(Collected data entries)
***

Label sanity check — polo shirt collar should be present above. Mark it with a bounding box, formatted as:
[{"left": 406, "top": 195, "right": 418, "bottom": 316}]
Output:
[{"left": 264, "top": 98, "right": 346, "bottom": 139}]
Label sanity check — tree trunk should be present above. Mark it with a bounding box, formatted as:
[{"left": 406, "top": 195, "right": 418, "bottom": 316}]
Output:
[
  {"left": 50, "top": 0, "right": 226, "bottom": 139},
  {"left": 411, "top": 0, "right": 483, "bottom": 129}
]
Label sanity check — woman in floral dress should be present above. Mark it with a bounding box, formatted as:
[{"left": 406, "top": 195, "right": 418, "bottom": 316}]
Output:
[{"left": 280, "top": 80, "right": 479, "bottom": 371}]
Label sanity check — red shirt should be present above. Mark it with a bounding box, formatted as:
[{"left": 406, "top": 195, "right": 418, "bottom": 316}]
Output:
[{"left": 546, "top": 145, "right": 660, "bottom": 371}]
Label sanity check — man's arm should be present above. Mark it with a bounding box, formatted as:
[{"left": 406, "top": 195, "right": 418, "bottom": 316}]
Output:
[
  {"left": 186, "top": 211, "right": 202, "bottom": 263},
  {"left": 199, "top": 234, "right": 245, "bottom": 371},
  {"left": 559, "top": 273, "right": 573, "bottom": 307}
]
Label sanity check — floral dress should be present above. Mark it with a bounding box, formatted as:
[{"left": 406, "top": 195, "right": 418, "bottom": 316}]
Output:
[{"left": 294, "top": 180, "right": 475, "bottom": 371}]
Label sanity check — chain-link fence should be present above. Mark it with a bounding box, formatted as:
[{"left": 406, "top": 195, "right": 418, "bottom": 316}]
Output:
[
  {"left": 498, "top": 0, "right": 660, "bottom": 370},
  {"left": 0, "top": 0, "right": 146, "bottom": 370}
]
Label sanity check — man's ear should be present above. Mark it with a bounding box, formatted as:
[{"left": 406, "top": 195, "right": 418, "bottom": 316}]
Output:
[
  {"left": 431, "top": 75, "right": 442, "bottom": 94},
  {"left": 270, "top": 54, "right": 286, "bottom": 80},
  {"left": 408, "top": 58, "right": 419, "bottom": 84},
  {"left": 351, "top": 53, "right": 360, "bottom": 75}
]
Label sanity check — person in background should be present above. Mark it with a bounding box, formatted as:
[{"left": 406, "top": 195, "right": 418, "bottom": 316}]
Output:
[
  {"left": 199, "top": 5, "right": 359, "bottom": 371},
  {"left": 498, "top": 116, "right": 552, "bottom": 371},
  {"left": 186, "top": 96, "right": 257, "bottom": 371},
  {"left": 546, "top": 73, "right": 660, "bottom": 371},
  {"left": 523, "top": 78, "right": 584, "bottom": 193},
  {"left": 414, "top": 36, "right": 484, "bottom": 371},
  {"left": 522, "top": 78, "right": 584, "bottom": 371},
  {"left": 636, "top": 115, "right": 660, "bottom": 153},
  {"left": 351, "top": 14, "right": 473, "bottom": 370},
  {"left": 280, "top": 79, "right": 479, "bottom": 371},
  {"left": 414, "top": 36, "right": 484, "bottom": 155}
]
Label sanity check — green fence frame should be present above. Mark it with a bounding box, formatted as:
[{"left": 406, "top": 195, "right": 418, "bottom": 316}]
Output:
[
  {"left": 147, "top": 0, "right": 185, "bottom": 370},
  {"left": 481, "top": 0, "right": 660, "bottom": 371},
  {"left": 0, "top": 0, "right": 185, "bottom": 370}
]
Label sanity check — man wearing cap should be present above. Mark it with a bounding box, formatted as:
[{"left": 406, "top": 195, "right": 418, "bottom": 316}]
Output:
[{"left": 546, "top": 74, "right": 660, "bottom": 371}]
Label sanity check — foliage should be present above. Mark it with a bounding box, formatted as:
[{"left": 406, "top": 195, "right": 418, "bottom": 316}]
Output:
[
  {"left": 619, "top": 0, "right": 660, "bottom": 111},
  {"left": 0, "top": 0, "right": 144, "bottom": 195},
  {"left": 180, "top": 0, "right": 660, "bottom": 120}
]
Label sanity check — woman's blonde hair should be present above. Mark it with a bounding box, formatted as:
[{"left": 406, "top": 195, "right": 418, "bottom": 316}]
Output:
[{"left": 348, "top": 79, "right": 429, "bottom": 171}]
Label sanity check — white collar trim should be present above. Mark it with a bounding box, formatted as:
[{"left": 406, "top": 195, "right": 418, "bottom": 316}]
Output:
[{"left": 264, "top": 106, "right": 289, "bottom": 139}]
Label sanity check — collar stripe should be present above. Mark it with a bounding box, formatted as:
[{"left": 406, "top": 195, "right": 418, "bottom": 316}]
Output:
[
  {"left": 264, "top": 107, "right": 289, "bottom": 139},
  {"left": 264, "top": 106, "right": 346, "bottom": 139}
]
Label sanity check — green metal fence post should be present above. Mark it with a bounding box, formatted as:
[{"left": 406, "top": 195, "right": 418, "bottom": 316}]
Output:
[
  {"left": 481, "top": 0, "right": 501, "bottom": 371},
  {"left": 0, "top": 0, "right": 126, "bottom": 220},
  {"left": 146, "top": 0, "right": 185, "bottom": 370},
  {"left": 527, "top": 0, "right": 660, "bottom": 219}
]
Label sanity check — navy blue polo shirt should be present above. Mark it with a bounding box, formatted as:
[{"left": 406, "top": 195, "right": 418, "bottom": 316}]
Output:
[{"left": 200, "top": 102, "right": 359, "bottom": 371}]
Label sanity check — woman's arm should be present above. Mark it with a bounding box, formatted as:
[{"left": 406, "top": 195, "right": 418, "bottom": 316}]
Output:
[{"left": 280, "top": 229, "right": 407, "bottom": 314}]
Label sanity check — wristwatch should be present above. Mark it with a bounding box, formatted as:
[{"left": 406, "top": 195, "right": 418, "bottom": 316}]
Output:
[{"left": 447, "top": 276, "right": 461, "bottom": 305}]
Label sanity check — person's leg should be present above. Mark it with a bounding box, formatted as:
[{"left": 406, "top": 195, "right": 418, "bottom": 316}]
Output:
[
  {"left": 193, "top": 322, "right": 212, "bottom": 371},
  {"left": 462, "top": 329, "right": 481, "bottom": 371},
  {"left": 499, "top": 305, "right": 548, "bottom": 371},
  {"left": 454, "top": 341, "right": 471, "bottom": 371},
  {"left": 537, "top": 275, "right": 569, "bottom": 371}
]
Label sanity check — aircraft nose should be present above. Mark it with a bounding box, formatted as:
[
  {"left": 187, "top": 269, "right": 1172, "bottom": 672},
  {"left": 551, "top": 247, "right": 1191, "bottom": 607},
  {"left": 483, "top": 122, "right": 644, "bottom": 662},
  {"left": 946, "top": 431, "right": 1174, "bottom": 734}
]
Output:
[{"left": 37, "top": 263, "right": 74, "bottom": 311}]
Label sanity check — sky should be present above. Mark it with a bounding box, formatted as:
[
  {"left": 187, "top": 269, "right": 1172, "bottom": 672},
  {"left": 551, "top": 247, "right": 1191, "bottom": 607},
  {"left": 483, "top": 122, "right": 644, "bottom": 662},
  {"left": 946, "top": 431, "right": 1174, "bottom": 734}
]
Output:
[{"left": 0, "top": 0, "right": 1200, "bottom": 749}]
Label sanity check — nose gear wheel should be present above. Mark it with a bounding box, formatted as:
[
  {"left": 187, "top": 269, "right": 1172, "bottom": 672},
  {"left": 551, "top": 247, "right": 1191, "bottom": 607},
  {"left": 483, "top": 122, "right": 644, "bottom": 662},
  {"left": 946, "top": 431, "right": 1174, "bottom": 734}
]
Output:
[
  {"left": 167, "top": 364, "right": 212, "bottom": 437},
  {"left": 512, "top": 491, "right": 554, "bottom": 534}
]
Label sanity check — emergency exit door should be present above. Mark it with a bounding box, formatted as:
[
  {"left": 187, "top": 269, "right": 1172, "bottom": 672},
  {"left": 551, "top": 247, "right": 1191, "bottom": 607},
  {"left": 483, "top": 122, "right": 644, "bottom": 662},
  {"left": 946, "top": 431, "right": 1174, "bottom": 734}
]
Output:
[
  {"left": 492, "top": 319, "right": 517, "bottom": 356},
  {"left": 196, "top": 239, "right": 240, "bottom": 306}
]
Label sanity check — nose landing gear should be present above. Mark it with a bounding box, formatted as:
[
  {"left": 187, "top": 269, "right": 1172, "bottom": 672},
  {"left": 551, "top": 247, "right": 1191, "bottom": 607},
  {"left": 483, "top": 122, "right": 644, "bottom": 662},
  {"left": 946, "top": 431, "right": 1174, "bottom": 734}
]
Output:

***

## THE REQUEST
Copy the material above, from the line containing "Label sanity check — aircraft" through the end, inclusive, swapping each "bounding box" for "rectangle" and leaving everything else unchanged.

## SOLUTION FOR THIS TASK
Label sanity check — aircraft nose should be present above. Mark it with a rectangle, formatted as:
[
  {"left": 187, "top": 269, "right": 1172, "bottom": 672},
  {"left": 551, "top": 247, "right": 1191, "bottom": 607},
  {"left": 483, "top": 122, "right": 644, "bottom": 662},
  {"left": 946, "top": 431, "right": 1174, "bottom": 734}
]
Output:
[{"left": 37, "top": 263, "right": 74, "bottom": 311}]
Label sanity check — sky should be present above. Mark it with a rectangle, formatted as:
[
  {"left": 187, "top": 269, "right": 1172, "bottom": 672},
  {"left": 551, "top": 247, "right": 1191, "bottom": 607},
  {"left": 483, "top": 122, "right": 644, "bottom": 662},
  {"left": 946, "top": 431, "right": 1174, "bottom": 734}
]
Output:
[{"left": 0, "top": 0, "right": 1200, "bottom": 749}]
Label sanity check — nose gear wheel should be present above. Mark it with a rectangle, formatted as:
[
  {"left": 187, "top": 269, "right": 1172, "bottom": 672},
  {"left": 551, "top": 247, "right": 1191, "bottom": 607},
  {"left": 483, "top": 122, "right": 644, "bottom": 662},
  {"left": 946, "top": 431, "right": 1174, "bottom": 734}
]
Output:
[
  {"left": 167, "top": 364, "right": 212, "bottom": 437},
  {"left": 512, "top": 491, "right": 554, "bottom": 534}
]
Label sanity check — emergency exit door should be present above. Mark it with a rectangle, formatted as:
[
  {"left": 187, "top": 269, "right": 1172, "bottom": 672},
  {"left": 551, "top": 247, "right": 1191, "bottom": 607},
  {"left": 483, "top": 122, "right": 644, "bottom": 662},
  {"left": 946, "top": 431, "right": 1174, "bottom": 734}
]
Output:
[
  {"left": 492, "top": 319, "right": 517, "bottom": 356},
  {"left": 196, "top": 239, "right": 240, "bottom": 306}
]
Label sanity check — nose landing gear should be present above. Mark it with a rectangle, formatted as:
[
  {"left": 187, "top": 269, "right": 1172, "bottom": 672},
  {"left": 551, "top": 247, "right": 1191, "bottom": 607},
  {"left": 483, "top": 122, "right": 644, "bottom": 662},
  {"left": 946, "top": 431, "right": 1174, "bottom": 734}
]
Output:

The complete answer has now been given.